----- Source material -----
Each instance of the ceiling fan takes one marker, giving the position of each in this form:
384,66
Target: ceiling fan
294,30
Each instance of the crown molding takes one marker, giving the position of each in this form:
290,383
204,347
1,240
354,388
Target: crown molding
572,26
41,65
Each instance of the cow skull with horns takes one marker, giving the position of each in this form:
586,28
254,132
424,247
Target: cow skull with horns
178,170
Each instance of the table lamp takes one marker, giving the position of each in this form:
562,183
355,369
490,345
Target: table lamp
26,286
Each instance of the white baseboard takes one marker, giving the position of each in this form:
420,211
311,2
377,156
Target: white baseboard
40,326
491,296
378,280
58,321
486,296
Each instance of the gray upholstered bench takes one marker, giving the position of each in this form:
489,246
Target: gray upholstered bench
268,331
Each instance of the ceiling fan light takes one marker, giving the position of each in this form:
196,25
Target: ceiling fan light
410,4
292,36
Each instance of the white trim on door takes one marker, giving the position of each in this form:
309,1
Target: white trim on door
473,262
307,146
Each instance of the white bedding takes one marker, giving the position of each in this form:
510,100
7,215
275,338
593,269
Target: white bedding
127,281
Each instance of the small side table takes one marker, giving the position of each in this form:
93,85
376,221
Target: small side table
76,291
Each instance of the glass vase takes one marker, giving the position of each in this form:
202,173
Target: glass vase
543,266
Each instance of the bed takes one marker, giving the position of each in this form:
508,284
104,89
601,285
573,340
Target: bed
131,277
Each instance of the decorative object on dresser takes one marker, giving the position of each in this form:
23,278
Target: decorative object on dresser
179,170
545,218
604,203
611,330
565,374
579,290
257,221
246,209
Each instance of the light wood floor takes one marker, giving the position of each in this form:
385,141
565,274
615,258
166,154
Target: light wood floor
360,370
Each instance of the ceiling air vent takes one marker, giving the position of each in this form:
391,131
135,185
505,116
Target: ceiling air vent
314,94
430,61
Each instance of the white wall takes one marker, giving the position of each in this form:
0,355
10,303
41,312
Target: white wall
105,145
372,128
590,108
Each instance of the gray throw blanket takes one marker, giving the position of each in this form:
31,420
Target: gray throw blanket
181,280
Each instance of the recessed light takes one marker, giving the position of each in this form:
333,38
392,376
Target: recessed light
-----
◆ Prompt ◆
All lines of the data above must be repeated exactly.

◆ Reply to the task ◆
Each instance of the ceiling fan takes one marker, giving the position of each in this form:
384,66
Target: ceiling fan
294,30
Each instance of the crown molding takes one marker, giving the position of each in this form:
290,383
204,347
1,240
354,388
Target: crown molding
572,26
41,65
Each instance of the cow skull with horns takes one marker, giving the position of each in this form:
586,28
254,132
424,247
Target: cow skull with horns
178,170
Each instance of the table lamp takes one marker, giving the position of each in this form:
562,183
355,369
490,345
Target: table lamp
26,286
Each instance of the white baseboard takes one marker, giving the position of each in this form:
420,211
311,2
377,156
Target: white baseboard
40,326
491,296
378,280
58,321
486,296
Each instance of the gray upholstered bench takes one marker, giving the position of each in this form:
489,246
Target: gray upholstered bench
268,331
Each instance of the ceiling fan light takes one marker, giving the position of each in this form:
196,25
Target: ceiling fan light
410,4
292,36
Each instance of the white trim on door takes one marker, giving the position of each in this form:
309,1
Target: white trim on door
473,262
307,146
Each instance of the white bedding takes one marker, giving the position of each in this form:
510,100
7,215
275,338
593,269
Target: white bedding
127,281
Each instance of the small side table takes one marker, giving the position of each in this form:
93,85
376,221
Target: small side table
76,291
Each instance of the glass vase takes one marker, giving the position of each in this form:
202,173
Target: glass vase
543,266
Each instance of the bed takes one marker, giving the position of each in this form:
508,284
104,89
601,285
573,340
Target: bed
131,277
Each instance of the decorative object on dresser takes one marker, giving the position of each in this form:
23,278
Target: decorative object on dresser
179,170
545,218
604,203
611,330
565,374
579,290
257,221
246,209
Each instance of the light wood floor takes one marker, giving the position of each in this form:
385,141
565,274
615,258
166,154
Target: light wood floor
360,370
Each instance of the ceiling air vent takes one marker, giving the position of each in this form:
391,131
135,185
505,116
Target: ceiling air vent
314,94
430,61
Each instance of the white wall takes one marker, giving the position of each in this form:
0,355
10,303
41,312
Target: white wall
105,145
372,128
590,108
Each instance of the gray throw blanket takes one marker, giving the position of each in this form:
31,420
Target: gray throw blanket
181,280
Each instance of the recessed light takes one marker, giving the position of each in this form:
333,38
392,376
Target: recessed light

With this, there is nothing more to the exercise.